Task requirements => From the rotavirus imaging article below, duplicate word for word the part that opens with the words "In a recent" and closes with "for the study.".

Page extract =>
==================================================
If the key to winning battles is knowing both your enemy and yourself, then scientists are now well on their way toward becoming the Sun Tzus of medicine by taking a giant step toward a priceless advantage – the ability to see the soldiers in action on the battlefield.
A novel microfluidics platform allowed viewing of structural details of rotavirus double-layered particles; the 3-D graphic of the virus, in purple, was reconstructed from data gathered by the new technique. Credit: Virginia Tech
Investigators at the Virginia Tech Carilion Research Institute have invented a way to directly image biological structures at their most fundamental level and in their natural habitats. The technique is a major advancement toward the ultimate goal of imaging biological processes in action at the atomic level.
"It's sort of like the difference between seeing Han Solo frozen in carbonite and watching him walk around blasting stormtroopers," said Deborah Kelly, an assistant professor at the VTC Research Institute and a lead author on the paper describing the first successful test of the new technique. "Seeing viruses, for example, in action in their natural environment is invaluable."
The technique involves taking two silicon-nitride microchips with windows etched in their centers and pressing them together until only a 150-nanometer space between them remains. The researchers then fill this pocket with a liquid resembling the natural environment of the biological structure to be imaged, creating a microfluidic chamber.
Then, because free-floating structures yield images with poor resolution, the researchers coat the microchip's interior surface with a layer of natural biological tethers, such as antibodies, which naturally grab onto a virus and hold it in place.
In a recent study in Lab on a Chip, Kelly joined Sarah McDonald, also an assistant professor at the VTC Research Institute, to prove that the technique works.
McDonald provided a pure sample of rotavirus double-layered particles for the study.
"What's missing in the field of structural biology right now is dynamics – how things move in time," said McDonald. "Debbie is developing technologies to bridge that gap, because that's clearly the next big breakthrough that structural biology needs."
Rotavirus is the most common cause of severe diarrhea among infants and children. By the age of 5, nearly every child in the world has been infected at least once. And although the disease tends to be easily managed in the developed world, in developing countries rotavirus kills more than 450,000 children a year.
At the second step in the pathogen's life cycle, rotavirus sheds its outer layer, which allows it to enter a cell, and becomes what is called a double-layered particle. Once its second layer is exposed, the virus is ready to begin using the cell's own infrastructure to produce more viruses. It was the viral structure at this stage that the researchers imaged in the new study.
Kelly and McDonald coated the interior window of the microchip with antibodies to the virus. The antibodies, in turn, latched onto the rotaviruses that were injected into the microfluidic chamber and held them in place. The researchers then used a transmission electron microscope to image the prepared slide.
The technique worked perfectly.
The experiment gave results that resembled those achieved using traditional freezing methods to prepare rotavirus for electron microscopy, proving that the new technique can deliver accurate results.
"It's the first time scientists have imaged anything on this scale in liquid," said Kelly.
The next step is to continue to develop the technique with an eye toward imaging biological structures dynamically in action.
Specifically, McDonald is looking to understand how rotavirus assembles, so as to better know and develop tools to combat this particular enemy of children's health.
The researchers said their ongoing collaboration is an example of the cross-disciplinary work that is becoming a hallmark of the VTC Research Institute.
"It's an ideal collaboration because Sarah provides a phenomenal model system by which we can develop new technologies to move the field of microstructural biology forward," said Kelly.
"It's very win-win," McDonald added. "While the virus is a great tool for Debbie to develop her techniques, her technology is critical for allowing me to understand how this deadly virus assembles and changes dynamically over time."
==================================================
Records supplied =>
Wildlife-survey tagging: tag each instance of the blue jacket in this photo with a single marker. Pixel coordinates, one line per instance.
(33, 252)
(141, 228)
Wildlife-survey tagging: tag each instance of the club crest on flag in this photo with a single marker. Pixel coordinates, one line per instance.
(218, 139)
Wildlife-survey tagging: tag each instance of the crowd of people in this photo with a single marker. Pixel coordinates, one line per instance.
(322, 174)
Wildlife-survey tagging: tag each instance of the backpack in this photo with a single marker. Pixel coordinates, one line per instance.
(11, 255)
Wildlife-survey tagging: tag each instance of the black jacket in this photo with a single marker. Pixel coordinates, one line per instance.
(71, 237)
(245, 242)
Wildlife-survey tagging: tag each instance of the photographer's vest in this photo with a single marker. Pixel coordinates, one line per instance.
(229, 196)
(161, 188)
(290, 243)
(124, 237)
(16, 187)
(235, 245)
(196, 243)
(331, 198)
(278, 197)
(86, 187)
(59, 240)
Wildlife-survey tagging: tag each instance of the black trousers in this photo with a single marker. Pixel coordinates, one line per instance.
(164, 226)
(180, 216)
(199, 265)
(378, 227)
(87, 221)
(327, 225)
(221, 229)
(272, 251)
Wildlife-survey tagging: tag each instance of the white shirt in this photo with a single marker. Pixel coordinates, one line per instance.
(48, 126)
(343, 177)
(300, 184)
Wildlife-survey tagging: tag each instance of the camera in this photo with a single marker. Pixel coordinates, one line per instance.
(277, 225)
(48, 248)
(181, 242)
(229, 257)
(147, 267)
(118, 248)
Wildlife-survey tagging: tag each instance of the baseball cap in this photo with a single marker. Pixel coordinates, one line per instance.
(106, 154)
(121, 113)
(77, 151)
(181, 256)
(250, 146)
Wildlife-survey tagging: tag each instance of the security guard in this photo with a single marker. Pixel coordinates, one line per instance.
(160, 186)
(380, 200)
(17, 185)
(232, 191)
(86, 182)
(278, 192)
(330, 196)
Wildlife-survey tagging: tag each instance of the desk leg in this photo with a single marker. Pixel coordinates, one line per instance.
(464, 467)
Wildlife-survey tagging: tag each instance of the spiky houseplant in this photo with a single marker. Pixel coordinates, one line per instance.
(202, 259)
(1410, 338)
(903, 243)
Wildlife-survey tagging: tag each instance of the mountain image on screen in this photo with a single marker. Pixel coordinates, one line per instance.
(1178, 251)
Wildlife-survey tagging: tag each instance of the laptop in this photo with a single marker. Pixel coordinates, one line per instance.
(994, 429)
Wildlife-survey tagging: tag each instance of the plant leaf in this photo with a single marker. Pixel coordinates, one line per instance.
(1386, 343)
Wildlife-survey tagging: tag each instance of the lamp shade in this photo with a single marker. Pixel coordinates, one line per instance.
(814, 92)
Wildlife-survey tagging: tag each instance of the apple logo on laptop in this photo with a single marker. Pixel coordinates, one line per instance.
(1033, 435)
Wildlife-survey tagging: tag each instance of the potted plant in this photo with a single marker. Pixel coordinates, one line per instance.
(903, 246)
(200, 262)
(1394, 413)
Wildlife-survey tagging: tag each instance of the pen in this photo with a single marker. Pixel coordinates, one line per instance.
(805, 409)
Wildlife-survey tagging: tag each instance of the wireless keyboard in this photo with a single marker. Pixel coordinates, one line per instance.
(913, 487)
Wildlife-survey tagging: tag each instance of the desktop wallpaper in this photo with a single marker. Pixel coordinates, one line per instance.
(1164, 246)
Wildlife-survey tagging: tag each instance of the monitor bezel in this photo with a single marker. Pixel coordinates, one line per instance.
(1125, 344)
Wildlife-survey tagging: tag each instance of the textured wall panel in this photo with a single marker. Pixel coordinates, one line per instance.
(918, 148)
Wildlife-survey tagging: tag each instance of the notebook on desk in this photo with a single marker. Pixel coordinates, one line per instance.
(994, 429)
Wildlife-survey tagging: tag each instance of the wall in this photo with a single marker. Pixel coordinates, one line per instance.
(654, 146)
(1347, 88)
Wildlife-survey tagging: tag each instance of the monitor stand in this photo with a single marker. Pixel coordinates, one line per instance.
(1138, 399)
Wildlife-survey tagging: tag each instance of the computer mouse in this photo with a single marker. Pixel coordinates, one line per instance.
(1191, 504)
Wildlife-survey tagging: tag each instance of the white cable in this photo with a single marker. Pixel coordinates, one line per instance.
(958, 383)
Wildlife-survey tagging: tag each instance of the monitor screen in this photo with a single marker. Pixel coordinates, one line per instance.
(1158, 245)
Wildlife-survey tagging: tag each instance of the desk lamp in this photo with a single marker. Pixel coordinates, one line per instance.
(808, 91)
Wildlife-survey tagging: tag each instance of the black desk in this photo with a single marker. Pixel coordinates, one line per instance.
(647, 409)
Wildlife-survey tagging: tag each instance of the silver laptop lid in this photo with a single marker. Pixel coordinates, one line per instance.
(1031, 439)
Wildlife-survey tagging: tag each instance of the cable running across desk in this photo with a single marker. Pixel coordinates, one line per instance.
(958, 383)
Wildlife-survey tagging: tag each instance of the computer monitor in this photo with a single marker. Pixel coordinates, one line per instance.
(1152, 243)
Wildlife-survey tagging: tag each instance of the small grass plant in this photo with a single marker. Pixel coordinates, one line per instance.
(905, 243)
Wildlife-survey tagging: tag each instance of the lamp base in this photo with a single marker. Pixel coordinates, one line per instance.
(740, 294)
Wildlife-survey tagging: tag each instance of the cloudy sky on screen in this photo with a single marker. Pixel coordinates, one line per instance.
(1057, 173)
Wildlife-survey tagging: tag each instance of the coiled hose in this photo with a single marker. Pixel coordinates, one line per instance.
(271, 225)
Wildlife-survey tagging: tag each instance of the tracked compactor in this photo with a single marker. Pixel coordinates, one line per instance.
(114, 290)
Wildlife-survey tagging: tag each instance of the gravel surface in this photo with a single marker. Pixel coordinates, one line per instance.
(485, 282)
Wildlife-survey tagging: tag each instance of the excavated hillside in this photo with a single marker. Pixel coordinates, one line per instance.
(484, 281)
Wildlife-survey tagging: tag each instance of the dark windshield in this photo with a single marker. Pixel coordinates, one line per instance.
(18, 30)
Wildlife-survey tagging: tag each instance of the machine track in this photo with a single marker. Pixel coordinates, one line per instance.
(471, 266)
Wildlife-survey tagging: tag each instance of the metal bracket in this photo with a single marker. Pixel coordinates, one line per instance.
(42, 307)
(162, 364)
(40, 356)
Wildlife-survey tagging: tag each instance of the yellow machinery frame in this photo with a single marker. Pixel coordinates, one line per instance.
==================================================
Answer area =>
In a recent study in Lab on a Chip, Kelly joined Sarah McDonald, also an assistant professor at the VTC Research Institute, to prove that the technique works.
McDonald provided a pure sample of rotavirus double-layered particles for the study.